### Short task
Please copy out every line of the material below without changing anything.

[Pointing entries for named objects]
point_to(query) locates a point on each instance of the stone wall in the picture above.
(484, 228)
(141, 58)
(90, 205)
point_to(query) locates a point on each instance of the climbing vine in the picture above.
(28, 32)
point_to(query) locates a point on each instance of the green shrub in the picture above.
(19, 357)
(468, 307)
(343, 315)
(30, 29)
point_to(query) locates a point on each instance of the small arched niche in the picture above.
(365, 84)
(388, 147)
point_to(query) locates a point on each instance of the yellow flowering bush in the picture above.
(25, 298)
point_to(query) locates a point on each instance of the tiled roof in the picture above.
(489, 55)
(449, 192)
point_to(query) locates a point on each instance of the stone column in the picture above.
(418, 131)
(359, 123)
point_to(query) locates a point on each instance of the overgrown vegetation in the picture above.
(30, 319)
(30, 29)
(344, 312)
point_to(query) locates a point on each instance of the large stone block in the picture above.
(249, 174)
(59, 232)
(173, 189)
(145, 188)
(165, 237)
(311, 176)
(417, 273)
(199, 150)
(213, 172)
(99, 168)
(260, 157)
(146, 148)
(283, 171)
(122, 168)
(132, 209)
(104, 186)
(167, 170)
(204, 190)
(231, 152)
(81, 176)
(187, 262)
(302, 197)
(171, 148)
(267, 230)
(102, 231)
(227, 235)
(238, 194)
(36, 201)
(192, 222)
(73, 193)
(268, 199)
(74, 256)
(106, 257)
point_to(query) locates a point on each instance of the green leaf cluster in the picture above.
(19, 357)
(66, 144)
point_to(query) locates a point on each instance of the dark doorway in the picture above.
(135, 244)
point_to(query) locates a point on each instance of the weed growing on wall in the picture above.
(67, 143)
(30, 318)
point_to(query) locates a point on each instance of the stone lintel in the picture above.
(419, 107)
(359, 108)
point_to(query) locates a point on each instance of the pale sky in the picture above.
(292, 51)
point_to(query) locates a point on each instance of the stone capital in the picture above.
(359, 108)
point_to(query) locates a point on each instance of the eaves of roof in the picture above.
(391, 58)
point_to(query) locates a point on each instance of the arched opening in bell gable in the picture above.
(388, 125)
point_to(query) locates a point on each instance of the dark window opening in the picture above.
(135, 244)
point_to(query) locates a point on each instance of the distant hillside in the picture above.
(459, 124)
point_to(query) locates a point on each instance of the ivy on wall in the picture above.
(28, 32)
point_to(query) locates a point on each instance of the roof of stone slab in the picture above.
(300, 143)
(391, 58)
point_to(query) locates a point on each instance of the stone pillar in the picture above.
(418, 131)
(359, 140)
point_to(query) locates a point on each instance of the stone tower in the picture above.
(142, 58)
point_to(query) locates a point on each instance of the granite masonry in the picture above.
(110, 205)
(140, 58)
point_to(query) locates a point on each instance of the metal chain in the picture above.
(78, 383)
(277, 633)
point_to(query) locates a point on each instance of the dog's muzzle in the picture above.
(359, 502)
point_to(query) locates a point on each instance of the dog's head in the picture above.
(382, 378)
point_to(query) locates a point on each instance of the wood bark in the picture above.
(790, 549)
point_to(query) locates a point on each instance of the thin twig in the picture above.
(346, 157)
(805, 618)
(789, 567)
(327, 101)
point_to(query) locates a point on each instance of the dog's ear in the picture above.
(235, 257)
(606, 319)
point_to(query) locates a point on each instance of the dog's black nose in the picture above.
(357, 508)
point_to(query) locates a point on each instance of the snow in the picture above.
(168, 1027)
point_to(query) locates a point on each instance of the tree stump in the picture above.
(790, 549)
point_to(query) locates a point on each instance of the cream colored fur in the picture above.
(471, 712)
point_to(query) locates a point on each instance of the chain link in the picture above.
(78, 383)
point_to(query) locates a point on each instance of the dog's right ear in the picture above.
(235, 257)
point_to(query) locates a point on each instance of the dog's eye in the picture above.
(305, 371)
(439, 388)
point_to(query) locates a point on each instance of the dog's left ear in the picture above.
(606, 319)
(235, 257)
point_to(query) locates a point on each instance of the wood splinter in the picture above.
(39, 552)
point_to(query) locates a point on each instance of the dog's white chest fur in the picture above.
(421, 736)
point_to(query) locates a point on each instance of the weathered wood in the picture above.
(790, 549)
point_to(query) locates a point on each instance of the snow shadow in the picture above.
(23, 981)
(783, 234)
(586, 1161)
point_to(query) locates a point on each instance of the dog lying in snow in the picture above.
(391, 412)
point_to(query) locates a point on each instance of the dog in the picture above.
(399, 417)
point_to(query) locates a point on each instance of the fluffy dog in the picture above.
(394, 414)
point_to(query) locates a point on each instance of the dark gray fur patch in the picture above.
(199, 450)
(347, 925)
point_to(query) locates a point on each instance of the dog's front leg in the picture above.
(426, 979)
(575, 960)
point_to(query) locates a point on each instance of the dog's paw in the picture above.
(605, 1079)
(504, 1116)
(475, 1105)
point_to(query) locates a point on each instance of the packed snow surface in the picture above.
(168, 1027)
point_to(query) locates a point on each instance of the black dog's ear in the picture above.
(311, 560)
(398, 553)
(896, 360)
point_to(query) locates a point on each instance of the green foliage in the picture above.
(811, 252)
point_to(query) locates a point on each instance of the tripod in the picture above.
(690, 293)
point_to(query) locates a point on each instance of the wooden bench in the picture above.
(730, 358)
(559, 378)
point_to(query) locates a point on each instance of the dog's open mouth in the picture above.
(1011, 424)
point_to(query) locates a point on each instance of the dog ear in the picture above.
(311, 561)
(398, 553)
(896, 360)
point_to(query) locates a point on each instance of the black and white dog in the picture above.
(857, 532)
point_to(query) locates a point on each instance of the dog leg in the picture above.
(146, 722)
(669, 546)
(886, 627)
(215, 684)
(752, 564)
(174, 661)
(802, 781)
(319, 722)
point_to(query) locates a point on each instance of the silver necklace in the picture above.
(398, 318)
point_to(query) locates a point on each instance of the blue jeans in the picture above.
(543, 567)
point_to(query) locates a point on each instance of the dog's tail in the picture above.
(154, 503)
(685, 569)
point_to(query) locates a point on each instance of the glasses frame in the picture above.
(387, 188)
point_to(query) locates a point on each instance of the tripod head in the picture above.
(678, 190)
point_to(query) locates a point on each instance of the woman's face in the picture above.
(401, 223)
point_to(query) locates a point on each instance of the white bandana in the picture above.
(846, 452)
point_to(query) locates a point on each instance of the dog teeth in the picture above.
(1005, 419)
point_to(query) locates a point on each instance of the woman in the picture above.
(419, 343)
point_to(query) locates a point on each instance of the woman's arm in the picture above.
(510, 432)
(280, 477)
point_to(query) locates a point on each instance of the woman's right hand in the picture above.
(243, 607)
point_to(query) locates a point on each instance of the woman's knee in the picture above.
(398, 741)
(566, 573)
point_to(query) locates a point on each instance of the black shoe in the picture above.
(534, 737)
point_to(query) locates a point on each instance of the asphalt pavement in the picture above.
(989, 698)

### Solution to this task
point_to(query) locates a point on each instance of the stone wall in the picture above.
(484, 228)
(141, 58)
(90, 205)
point_to(query) locates a point on each instance of the climbing vine in the picture above.
(28, 32)
point_to(query) locates a point on each instance of the green shrub in the picture above.
(19, 357)
(468, 307)
(343, 315)
(30, 29)
point_to(query) locates a point on each instance of the small arched niche in the picture above.
(365, 84)
(388, 147)
point_to(query) locates a point on each instance of the yellow flowering bush in the picture above.
(25, 298)
point_to(query) locates a point on each instance of the tiled roof in the picture above.
(489, 55)
(449, 192)
point_to(query) locates a point on each instance of the stone column in the picture above.
(418, 131)
(359, 123)
point_to(query) locates a point on each instance of the overgrown vegetation in the picture above.
(30, 319)
(30, 29)
(344, 312)
point_to(query) locates a point on each instance of the large stone block in the picture above.
(249, 174)
(59, 232)
(173, 189)
(145, 188)
(165, 237)
(311, 176)
(417, 273)
(199, 150)
(213, 172)
(99, 168)
(260, 157)
(146, 148)
(283, 171)
(122, 168)
(132, 209)
(104, 186)
(167, 170)
(204, 190)
(231, 152)
(81, 176)
(187, 262)
(302, 197)
(171, 148)
(267, 230)
(102, 231)
(227, 235)
(238, 194)
(36, 201)
(192, 222)
(73, 193)
(268, 199)
(74, 256)
(106, 257)
point_to(query) locates a point on each instance of the green leaf cluster in the picture above.
(19, 357)
(66, 144)
point_to(query) locates a point on each instance of the dark doorway in the picture above.
(135, 244)
point_to(query) locates a point on each instance of the weed growing on wall in the picture above.
(67, 143)
(30, 318)
point_to(query) locates a point on each instance of the stone lintel in the picture above.
(419, 107)
(359, 108)
point_to(query) locates a point on each instance of the pale sky in the picture above.
(292, 51)
point_to(query) locates a point on each instance of the stone capital in the picture above.
(359, 108)
point_to(query) locates a point on each instance of the eaves of roof in the picture above.
(391, 58)
point_to(query) locates a point on each instance of the arched opening in bell gable in the picture above.
(388, 125)
point_to(query) locates a point on each instance of the dark window opening in the picture above.
(135, 244)
point_to(query) locates a point on each instance of the distant hillside in the picture above.
(459, 124)
point_to(query) locates a point on each instance of the ivy on wall in the picture above.
(28, 32)
point_to(query) locates a point on each instance of the roof of stone slab in the picture above.
(300, 143)
(391, 58)
point_to(query) locates a point on each instance of the stone pillar in the picture above.
(418, 131)
(359, 140)
point_to(query) locates a point on each instance of the stone tower in the picture above.
(142, 58)
point_to(query) locates a point on each instance of the granite masonry in the picture above.
(110, 205)
(140, 58)
point_to(query) locates a point on each instance of the metal chain in the picture above.
(78, 383)
(277, 633)
point_to(query) locates a point on each instance of the dog's muzzle in the picture above.
(359, 502)
point_to(query) locates a point on each instance of the dog's head in the picture above.
(382, 378)
point_to(query) locates a point on each instance of the wood bark in the picture above.
(790, 549)
point_to(query) locates a point on each instance of the thin twig in the picture above.
(346, 157)
(805, 618)
(789, 567)
(327, 101)
point_to(query) locates a point on each instance of the dog's ear in the picture above.
(235, 257)
(606, 319)
point_to(query) locates a point on each instance of the dog's black nose in the picture above.
(357, 508)
point_to(query) locates a point on each instance of the snow in the picture above.
(168, 1027)
point_to(query) locates a point on each instance of the tree stump in the picture above.
(790, 549)
point_to(query) locates a point on each instance of the cream colored fur in the picture above.
(471, 712)
point_to(query) locates a point on each instance of the chain link in the picture above.
(78, 383)
point_to(query) locates a point on each instance of the dog's right ear in the picture above.
(235, 257)
point_to(query) locates a point on each instance of the dog's eye in the picture above.
(305, 371)
(439, 388)
point_to(query) locates a point on each instance of the dog's left ear in the picture above.
(606, 319)
(235, 257)
point_to(query) locates a point on each instance of the wood splinter in the picture above.
(39, 552)
point_to(query) locates a point on each instance of the dog's white chest fur in the picture above.
(421, 736)
point_to(query) locates a point on each instance of the weathered wood in the picture above.
(790, 549)
point_to(query) locates a point on each instance of the snow shadow in the picture above.
(23, 981)
(783, 234)
(586, 1161)
point_to(query) locates a point on each instance of the dog lying in snow in the picture above.
(391, 412)
point_to(query) locates a point on each instance of the dog in the picture above.
(399, 417)
point_to(query) locates a point on each instance of the fluffy dog in the picture above.
(394, 414)
point_to(query) locates a point on each instance of the dark gray fur patch in the picture above.
(199, 450)
(347, 925)
point_to(query) locates a point on each instance of the dog's front leg in the picture above.
(426, 979)
(575, 960)
point_to(query) locates a point on each instance of the dog's paw in the picture above.
(605, 1079)
(504, 1116)
(475, 1105)
point_to(query) locates a point on each instance of the packed snow surface in the picture above.
(168, 1027)
point_to(query) locates a point on each instance of the black dog's ear in the picture above.
(311, 560)
(398, 553)
(896, 360)
point_to(query) locates a point on each instance of the green foliage in the picture above.
(811, 252)
point_to(query) locates a point on each instance of the tripod in the picture above.
(690, 293)
point_to(query) locates a point on each instance of the wooden bench in the picture above.
(730, 358)
(559, 378)
point_to(query) locates a point on each instance of the dog's open mouth in the picture above.
(1011, 424)
point_to(query) locates a point on each instance of the dog ear in the picture above.
(311, 561)
(398, 553)
(896, 360)
point_to(query) locates a point on each instance of the black and white dog in the picture above.
(857, 532)
point_to(query) locates a point on each instance of the dog leg in the picture above.
(146, 722)
(669, 546)
(886, 627)
(215, 684)
(752, 564)
(174, 661)
(802, 781)
(319, 722)
point_to(query) locates a point on each instance of the silver necklace in the picture above.
(398, 318)
point_to(query) locates a point on each instance of the blue jeans in the picture above.
(543, 567)
point_to(query) locates a point on each instance of the dog's tail in the picture above.
(154, 503)
(685, 569)
point_to(query) locates a point on each instance of the glasses frame in the picture above.
(387, 188)
point_to(query) locates a point on each instance of the tripod head in the picture above.
(678, 190)
point_to(query) locates a point on each instance of the woman's face in the picture above.
(401, 223)
point_to(query) locates a point on each instance of the white bandana in the picture above.
(846, 452)
point_to(query) locates a point on each instance of the dog teeth in the picture above.
(1005, 419)
point_to(query) locates a point on each instance of the woman in the picture above.
(419, 343)
point_to(query) locates a point on each instance of the woman's arm in the picture above.
(510, 432)
(280, 477)
point_to(query) locates a point on each instance of the woman's right hand in the picture above.
(243, 607)
point_to(query) locates a point on each instance of the woman's knee in the picture above.
(398, 741)
(566, 573)
point_to(query) locates a point on each instance of the black shoe in the picture above.
(534, 737)
point_to(query) locates a point on each instance of the asphalt pavement in the picture above.
(989, 698)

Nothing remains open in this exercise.